Start of Page excerpt

The Equil-i-zer is the last hitch I would consider. It is popular and that is partly, because it is an easy hitch to hookup. Not so easy to setup, but not significantly difficult either. The problem is that it is stiff in road surface transitions and therefore can be hard on the coach. The EQ does work, just understand the issues.

The best hitch is the Cub - price gets you best performance. Next down the list is the Reese Dual Cam - some issues with setup, but good performance. Next is the Blue Ox - works well, but some concern with the energy stored in the springs - better solution than many report. Next is the Eaz-lift with a friction sway strut - low cost ~$250, but the friction bar needs adjustment to back up in a tight location.

That list goes from expensive no sway to inexpensive backing issue. All a compromise in one way or another. I'd buy bthe CUB, but it's not my budget, it's yours. For the price of an EQ, I'd use a BO. For the cost savings of an EZ, I'd deal with the backup issue.

End of Page excerpt

| Required actions |
[A] Name every hitch brand or model mentioned in the hitch comparison.
[B] Write a few more sentences that pick up the hitch comparison after its final sentence.

Start of Data shown

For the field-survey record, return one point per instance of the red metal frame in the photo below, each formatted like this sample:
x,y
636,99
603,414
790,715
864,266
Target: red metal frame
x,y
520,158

End of Data shown
Start of Data shown

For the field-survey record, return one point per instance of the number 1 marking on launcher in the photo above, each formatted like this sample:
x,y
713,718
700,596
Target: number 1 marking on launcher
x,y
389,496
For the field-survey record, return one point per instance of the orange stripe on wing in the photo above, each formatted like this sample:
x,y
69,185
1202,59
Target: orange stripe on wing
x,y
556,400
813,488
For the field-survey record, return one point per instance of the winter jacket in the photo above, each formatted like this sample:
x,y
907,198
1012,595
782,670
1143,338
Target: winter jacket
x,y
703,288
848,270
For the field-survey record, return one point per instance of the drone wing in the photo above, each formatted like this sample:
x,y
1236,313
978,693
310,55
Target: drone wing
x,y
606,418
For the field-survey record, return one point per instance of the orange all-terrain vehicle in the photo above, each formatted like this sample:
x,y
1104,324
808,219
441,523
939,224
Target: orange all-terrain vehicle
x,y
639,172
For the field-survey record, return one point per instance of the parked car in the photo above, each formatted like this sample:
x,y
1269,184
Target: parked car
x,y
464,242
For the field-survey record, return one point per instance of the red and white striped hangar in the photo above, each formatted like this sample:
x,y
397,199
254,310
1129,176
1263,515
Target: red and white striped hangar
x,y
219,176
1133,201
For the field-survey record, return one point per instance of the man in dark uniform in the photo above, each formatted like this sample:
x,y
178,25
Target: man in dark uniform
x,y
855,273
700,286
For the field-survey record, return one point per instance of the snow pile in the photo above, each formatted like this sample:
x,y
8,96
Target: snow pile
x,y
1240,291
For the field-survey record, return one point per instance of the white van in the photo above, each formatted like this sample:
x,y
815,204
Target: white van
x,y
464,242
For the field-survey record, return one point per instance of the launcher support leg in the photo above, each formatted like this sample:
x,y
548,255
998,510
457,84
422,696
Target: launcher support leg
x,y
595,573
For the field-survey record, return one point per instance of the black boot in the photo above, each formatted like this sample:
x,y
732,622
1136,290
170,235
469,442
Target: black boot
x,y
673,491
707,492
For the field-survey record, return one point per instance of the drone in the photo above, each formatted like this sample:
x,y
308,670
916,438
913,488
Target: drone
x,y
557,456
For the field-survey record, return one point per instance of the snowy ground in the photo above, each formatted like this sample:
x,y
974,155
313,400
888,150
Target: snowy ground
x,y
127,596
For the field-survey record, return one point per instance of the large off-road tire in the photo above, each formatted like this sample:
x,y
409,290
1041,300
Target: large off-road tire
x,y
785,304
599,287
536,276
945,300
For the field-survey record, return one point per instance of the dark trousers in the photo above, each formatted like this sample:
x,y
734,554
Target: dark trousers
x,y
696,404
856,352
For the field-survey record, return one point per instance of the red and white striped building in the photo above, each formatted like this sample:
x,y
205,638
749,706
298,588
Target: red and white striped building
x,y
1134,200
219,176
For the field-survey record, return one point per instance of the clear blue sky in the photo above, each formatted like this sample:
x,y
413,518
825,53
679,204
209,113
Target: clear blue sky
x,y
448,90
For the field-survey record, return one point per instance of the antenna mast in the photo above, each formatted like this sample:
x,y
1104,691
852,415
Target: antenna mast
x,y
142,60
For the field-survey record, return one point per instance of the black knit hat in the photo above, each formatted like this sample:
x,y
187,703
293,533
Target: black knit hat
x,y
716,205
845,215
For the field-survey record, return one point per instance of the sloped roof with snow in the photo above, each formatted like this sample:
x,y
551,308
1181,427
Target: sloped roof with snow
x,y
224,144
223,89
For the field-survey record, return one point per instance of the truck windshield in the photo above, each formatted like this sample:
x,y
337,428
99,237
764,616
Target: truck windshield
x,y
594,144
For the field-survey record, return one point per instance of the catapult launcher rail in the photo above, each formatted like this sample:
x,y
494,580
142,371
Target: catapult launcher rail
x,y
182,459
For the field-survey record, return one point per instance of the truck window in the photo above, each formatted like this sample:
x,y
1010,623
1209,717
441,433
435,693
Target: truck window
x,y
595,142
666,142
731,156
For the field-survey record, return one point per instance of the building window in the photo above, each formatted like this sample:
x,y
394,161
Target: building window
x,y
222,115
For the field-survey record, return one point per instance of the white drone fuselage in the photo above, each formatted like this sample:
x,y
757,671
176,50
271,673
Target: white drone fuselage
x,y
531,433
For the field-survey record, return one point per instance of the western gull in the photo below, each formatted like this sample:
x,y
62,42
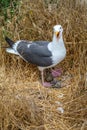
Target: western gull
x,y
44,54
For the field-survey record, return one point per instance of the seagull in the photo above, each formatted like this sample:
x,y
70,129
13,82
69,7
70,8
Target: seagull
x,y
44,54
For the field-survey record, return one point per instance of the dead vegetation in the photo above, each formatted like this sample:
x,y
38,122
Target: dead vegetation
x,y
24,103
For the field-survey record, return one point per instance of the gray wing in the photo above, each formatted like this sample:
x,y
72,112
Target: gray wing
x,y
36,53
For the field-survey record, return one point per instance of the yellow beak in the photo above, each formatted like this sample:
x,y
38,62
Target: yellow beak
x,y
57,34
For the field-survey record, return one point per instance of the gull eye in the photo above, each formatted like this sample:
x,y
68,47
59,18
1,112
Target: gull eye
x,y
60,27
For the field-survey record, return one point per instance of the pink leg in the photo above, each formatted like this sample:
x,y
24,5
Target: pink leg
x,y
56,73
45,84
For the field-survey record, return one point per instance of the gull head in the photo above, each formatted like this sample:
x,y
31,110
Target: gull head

End of Data shown

| Answers to the exercise |
[A] Equil-i-zer, Cub, Reese Dual Cam, Blue Ox, Eaz-lift

[B]
Your objective is the right approach. Do your research and make your own list. Do not use opinion. Use your understanding of the issues and your budget to develop that list. In general, if you understand what you have, you will not go too wrong with any of these hitches. Folks use them all to travel in a safe and effective mannor.

Note, your air suspension will require that you weigh the rig at a CAT scale or similar to set the weight distribution. The fender to tire measurement method will be negated by the self leveling capability of the air suspension. You can turn off the air, but scale weights are best anyway. Note - payload weight in your truck bed and cab can negate much of the need for weight distribution if you load the coach well. Keep heavy items low and over the coach axle. Do not use teeter totter balancing (weight in back to offset weight in front). Keep weight out of the ends of the coach. And use slow speed to mitigate issues until you understand and resolve them.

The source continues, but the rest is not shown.